### Set problem 1
Print the entries from the line that contains "In this picture, where can the cloud" up to and including the line that contains "point(152, 204)", keeping every line unchanged.

### Reading passage
========
Skip to content

twolodzko/forth-rs

Folders and files

NameName
Last commit message
Last commit date

Latest commit

 

History

99 Commits
 
 
 
 
 
 
 
 
 
 
 
 
 
 
 
 

Repository files navigation

Forth.rs

Forth.rs reads as fortress /fôr′trĭs/. It is a minimal-ish implementation of the Forth language interpreter in Rust. Forth is a simple programming language coming from the time when code was written in uppercase (early 70'). For me, the biggest help in learning Forth was the Starting Forth book by Leo Brodie and the marvelous Simple Forth tutorial by Leo Wong, both are freely available online. From other resources, there is also the standard which is rather dry, nice Easy Forth tutorial, and Learn X in Y minutes for Forth. An Introduction to Forth using StackFlow tutorial can also be helpful. Since there is no single Forth, but multiple implementations that have changed over time and vary in detail, the internals of the language were not always clear from the available resources. When in doubt, I used Gforth as a reference implementation and backward-engineered how it behaves.
========
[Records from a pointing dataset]
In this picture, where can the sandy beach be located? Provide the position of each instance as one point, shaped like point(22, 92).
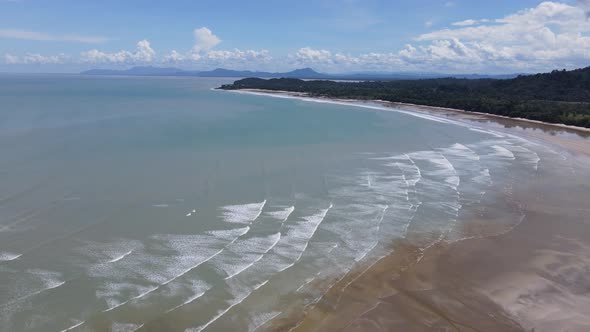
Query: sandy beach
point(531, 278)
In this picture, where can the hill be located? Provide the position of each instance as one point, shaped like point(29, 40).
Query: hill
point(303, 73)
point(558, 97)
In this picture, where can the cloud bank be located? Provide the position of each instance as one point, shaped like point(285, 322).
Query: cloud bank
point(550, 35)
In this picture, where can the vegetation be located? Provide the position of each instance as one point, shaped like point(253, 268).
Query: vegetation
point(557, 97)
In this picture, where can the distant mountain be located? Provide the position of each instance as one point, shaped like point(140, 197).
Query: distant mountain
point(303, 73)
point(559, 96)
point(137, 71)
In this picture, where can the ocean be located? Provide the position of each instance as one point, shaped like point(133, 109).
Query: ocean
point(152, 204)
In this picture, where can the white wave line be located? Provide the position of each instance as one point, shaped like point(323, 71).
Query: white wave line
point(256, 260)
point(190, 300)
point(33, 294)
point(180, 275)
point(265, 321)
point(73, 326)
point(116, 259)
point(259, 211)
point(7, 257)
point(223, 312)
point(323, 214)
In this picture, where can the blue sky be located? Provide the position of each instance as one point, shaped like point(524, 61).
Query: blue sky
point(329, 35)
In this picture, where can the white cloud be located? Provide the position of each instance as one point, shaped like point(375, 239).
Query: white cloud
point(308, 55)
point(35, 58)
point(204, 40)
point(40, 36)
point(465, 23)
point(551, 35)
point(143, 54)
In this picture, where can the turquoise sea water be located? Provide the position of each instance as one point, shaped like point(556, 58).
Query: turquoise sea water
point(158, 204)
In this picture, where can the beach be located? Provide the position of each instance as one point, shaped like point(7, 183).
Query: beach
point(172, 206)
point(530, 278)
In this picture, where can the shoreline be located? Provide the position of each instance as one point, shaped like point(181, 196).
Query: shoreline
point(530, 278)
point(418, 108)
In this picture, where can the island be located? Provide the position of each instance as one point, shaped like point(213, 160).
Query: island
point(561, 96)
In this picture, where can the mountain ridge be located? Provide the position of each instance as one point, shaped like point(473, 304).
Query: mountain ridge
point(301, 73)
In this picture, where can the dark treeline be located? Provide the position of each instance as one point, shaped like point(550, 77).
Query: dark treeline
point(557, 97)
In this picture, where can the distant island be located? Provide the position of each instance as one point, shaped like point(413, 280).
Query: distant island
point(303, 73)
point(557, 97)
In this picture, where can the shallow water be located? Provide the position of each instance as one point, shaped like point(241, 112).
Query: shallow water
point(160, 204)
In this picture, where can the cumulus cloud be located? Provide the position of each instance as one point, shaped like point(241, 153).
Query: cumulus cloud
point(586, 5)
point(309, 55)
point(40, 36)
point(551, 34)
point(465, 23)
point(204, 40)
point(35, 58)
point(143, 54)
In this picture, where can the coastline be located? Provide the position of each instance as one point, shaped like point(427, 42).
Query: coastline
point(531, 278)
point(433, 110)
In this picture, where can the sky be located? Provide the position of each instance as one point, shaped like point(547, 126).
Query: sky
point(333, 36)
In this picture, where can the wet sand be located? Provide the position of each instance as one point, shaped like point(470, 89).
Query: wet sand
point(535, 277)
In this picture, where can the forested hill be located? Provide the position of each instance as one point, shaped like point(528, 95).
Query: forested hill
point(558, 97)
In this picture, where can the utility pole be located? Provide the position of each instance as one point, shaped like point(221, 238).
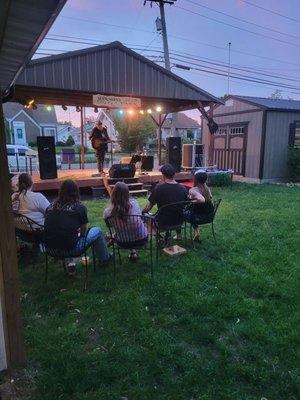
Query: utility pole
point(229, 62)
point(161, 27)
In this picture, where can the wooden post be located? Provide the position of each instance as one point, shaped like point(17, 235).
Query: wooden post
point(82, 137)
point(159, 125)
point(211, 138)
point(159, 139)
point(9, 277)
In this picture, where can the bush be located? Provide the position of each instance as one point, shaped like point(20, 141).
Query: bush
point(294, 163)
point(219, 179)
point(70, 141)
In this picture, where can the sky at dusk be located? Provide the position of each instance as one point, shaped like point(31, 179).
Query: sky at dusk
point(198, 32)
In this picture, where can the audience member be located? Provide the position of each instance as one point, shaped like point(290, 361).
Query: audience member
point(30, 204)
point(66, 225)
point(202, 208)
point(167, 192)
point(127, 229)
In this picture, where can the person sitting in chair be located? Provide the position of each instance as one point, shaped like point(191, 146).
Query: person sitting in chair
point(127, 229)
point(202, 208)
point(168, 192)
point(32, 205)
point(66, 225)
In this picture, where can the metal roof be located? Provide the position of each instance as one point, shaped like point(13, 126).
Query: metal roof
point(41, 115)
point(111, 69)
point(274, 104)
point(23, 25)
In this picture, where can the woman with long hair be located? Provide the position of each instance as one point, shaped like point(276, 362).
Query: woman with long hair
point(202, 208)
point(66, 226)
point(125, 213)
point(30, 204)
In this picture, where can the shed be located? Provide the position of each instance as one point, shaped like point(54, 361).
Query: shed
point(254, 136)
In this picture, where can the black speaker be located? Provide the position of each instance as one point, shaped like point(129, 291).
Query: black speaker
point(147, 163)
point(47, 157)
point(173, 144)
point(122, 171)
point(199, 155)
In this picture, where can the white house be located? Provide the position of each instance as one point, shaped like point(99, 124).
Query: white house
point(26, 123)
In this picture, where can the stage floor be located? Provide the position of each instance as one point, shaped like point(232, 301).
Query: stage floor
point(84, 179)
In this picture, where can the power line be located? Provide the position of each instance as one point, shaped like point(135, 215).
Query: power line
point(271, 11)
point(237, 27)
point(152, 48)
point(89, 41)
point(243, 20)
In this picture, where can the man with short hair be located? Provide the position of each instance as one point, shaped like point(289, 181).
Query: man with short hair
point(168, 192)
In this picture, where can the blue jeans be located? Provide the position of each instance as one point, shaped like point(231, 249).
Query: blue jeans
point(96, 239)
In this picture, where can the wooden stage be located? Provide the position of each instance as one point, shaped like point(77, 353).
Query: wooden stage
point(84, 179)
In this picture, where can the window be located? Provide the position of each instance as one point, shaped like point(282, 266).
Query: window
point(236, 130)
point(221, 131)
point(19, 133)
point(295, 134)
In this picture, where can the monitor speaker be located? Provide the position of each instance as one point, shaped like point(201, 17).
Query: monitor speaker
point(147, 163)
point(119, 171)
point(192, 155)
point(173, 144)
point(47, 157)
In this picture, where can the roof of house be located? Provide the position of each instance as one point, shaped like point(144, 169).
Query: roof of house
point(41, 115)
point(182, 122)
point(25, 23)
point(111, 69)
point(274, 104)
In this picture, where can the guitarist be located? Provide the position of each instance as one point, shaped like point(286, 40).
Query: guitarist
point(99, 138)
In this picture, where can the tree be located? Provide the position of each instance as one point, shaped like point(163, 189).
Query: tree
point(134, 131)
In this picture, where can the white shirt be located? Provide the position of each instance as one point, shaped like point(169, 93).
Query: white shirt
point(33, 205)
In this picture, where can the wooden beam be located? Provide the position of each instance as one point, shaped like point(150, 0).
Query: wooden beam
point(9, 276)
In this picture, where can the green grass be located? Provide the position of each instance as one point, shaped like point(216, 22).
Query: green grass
========
### Set problem 2
Output the part of the Forth.rs description from "Forth.rs reads as" up to and including "how it behaves.", copying it word for word.

### Exercise response 1
In this picture, where can the cloud bank be located? Provide the position of each instance as one point, shaped like point(285, 322).
Query: cloud bank
point(550, 35)
In this picture, where can the vegetation be located? Provide the position of each instance as one point, shaped like point(253, 268).
Query: vegetation
point(557, 97)
In this picture, where can the distant mountain be located? Provide the position of each instance as one point, shaped like point(140, 197).
Query: distant mountain
point(303, 73)
point(559, 96)
point(137, 71)
In this picture, where can the ocean be located? Provide the position of each instance as one point, shaped like point(133, 109).
Query: ocean
point(152, 204)

### Exercise response 2
Forth.rs reads as fortress /fôr′trĭs/. It is a minimal-ish implementation of the Forth language interpreter in Rust. Forth is a simple programming language coming from the time when code was written in uppercase (early 70'). For me, the biggest help in learning Forth was the Starting Forth book by Leo Brodie and the marvelous Simple Forth tutorial by Leo Wong, both are freely available online. From other resources, there is also the standard which is rather dry, nice Easy Forth tutorial, and Learn X in Y minutes for Forth. An Introduction to Forth using StackFlow tutorial can also be helpful. Since there is no single Forth, but multiple implementations that have changed over time and vary in detail, the internals of the language were not always clear from the available resources. When in doubt, I used Gforth as a reference implementation and backward-engineered how it behaves.